- [Required task]: Pick out each row below that contains the word "lattice" and copy it in full. Match the letter case precisely.

- [Rows]:
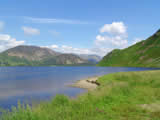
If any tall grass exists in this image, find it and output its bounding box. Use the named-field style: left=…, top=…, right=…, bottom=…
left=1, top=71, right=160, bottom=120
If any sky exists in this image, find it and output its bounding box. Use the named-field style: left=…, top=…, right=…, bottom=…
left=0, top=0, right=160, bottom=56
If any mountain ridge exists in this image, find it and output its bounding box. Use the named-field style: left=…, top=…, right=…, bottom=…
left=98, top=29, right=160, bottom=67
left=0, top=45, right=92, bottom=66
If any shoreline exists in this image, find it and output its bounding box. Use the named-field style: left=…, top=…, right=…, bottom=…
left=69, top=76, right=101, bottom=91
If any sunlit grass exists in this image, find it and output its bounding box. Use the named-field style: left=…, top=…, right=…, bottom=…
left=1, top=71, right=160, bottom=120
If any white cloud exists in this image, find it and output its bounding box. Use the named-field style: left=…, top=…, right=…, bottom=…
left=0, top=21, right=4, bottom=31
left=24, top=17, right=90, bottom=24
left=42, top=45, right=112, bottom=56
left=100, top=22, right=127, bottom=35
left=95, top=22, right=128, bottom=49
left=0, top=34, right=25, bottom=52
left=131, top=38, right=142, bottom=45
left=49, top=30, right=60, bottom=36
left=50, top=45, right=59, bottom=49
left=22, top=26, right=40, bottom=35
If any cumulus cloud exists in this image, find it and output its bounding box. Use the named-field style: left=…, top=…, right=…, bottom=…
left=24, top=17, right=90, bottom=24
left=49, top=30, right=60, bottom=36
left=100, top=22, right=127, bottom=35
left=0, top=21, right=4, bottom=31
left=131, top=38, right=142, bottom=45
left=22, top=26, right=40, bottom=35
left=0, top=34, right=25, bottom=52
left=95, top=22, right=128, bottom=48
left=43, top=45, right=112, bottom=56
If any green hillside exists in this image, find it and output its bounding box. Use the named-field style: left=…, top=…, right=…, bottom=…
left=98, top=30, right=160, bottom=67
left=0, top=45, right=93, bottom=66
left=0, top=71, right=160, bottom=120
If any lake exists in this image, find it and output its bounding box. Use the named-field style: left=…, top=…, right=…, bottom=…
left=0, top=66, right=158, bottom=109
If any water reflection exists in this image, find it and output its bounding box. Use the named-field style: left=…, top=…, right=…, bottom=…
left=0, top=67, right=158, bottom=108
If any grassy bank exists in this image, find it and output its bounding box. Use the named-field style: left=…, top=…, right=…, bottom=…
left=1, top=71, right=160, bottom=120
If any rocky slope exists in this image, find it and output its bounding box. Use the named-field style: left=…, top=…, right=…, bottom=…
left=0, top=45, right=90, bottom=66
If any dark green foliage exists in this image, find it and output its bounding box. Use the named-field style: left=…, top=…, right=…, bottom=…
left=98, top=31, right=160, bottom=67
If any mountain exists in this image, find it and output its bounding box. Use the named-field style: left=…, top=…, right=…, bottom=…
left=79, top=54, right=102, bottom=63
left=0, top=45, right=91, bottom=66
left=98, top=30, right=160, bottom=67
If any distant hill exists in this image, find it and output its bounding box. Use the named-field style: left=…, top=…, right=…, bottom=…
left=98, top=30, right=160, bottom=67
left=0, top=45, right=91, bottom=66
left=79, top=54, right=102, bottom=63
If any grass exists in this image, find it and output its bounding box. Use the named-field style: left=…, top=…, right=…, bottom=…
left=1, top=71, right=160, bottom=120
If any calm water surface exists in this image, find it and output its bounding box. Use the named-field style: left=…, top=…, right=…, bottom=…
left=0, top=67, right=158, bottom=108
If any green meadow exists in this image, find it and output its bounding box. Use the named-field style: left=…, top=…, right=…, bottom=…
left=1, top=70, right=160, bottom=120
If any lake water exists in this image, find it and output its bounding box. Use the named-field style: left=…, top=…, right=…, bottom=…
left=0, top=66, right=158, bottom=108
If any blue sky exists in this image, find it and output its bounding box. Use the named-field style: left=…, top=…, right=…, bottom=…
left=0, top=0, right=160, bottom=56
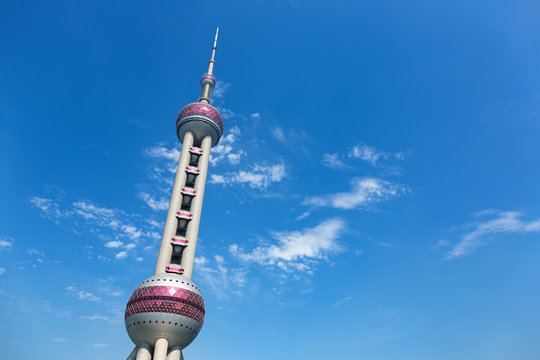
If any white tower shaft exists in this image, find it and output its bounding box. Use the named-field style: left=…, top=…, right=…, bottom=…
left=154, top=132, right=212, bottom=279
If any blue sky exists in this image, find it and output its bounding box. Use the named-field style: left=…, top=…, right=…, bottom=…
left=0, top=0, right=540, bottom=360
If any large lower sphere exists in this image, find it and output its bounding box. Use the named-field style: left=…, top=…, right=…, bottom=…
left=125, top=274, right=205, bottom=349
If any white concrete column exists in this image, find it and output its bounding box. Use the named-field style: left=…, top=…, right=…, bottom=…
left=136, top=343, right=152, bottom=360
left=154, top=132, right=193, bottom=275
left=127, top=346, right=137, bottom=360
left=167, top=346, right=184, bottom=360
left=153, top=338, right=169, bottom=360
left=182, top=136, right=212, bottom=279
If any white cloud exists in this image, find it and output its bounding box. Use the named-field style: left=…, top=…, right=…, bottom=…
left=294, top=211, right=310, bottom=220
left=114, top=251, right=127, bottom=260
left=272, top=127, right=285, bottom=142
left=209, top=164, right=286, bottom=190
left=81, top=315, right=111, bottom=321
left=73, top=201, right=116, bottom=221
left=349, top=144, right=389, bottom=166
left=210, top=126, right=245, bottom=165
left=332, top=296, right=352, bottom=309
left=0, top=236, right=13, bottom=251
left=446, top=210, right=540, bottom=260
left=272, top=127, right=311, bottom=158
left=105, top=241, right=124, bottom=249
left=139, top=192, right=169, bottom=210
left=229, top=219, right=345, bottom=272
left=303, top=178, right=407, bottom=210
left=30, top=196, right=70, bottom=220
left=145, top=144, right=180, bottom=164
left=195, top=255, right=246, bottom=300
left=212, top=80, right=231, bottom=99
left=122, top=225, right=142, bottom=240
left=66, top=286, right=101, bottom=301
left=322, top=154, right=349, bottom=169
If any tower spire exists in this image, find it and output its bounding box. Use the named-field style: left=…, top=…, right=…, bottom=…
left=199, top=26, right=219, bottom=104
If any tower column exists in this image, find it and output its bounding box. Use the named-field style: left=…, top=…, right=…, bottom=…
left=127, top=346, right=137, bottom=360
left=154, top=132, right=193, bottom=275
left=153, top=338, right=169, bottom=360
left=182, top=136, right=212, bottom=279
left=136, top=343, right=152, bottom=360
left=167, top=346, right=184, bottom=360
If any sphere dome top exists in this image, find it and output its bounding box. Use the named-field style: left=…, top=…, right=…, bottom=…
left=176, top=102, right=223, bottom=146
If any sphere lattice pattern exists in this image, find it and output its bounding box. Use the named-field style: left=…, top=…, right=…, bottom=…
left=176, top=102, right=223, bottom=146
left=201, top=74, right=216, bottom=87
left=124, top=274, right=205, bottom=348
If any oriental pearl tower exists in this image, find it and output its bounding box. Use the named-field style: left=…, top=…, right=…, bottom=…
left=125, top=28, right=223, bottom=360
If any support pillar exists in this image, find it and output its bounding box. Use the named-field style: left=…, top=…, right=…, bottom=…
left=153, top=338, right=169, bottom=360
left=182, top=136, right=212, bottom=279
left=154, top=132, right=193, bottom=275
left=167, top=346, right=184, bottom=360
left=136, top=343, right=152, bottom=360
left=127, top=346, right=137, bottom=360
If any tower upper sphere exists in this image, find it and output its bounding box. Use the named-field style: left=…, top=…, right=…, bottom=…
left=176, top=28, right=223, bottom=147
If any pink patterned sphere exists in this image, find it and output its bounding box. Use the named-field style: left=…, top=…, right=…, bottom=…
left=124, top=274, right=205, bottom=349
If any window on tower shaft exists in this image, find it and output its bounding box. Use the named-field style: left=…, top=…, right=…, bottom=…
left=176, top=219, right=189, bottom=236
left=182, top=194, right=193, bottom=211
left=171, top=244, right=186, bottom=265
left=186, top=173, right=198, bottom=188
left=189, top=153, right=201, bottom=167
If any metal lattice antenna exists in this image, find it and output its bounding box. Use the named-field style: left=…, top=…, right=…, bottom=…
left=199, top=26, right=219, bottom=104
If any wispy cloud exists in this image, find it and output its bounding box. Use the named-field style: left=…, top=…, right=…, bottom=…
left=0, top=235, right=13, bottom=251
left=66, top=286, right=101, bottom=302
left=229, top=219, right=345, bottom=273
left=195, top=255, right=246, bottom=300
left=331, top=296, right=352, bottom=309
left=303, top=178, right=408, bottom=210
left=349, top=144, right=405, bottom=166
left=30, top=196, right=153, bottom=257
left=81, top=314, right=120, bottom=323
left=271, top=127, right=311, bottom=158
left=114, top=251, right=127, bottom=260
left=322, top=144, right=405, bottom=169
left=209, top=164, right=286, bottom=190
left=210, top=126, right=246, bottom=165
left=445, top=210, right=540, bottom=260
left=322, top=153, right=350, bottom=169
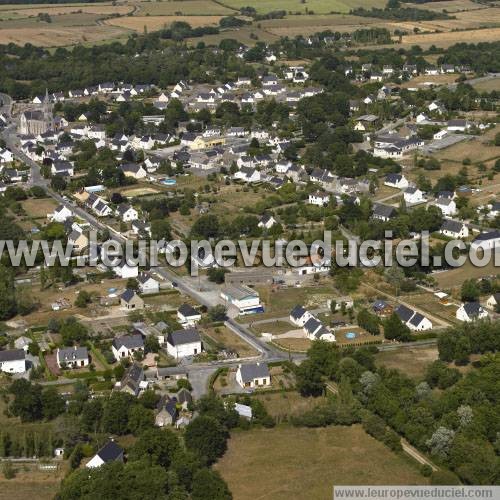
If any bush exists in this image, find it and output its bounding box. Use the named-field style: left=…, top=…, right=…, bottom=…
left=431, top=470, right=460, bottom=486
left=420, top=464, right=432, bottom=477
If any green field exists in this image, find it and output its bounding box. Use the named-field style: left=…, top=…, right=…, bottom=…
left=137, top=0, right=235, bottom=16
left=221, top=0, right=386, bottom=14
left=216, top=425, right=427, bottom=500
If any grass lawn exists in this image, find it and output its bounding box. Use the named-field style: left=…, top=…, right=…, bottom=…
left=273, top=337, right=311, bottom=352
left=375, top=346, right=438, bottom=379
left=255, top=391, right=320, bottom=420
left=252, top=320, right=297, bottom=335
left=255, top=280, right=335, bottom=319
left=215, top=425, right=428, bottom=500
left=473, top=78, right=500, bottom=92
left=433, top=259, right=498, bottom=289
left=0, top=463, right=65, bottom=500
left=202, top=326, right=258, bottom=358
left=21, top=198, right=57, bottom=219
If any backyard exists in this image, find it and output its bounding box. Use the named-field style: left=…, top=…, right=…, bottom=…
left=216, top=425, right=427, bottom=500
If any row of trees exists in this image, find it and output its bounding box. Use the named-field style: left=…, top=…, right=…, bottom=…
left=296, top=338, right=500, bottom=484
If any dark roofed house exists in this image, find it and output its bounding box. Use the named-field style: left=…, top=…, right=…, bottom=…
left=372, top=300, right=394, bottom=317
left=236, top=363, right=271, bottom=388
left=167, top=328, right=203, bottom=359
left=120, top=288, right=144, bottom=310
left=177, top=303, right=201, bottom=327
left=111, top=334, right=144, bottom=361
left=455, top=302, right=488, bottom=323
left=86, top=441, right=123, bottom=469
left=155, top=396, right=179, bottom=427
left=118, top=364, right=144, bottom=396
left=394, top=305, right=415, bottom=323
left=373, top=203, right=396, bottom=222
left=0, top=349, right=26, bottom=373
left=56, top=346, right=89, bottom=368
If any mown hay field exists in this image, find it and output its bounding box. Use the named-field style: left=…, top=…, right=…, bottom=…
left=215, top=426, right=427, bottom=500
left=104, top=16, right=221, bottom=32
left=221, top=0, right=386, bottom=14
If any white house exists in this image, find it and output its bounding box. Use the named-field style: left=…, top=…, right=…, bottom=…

- [Output for this exercise]:
If any sphere lattice pattern exists in this image, find it and output its bounding box. Use the named-field style: left=…, top=…, right=…, bottom=…
If any metal lattice antenna exists in this image, find it and output its bounding box. Use the named-field style: left=…, top=…, right=…, bottom=…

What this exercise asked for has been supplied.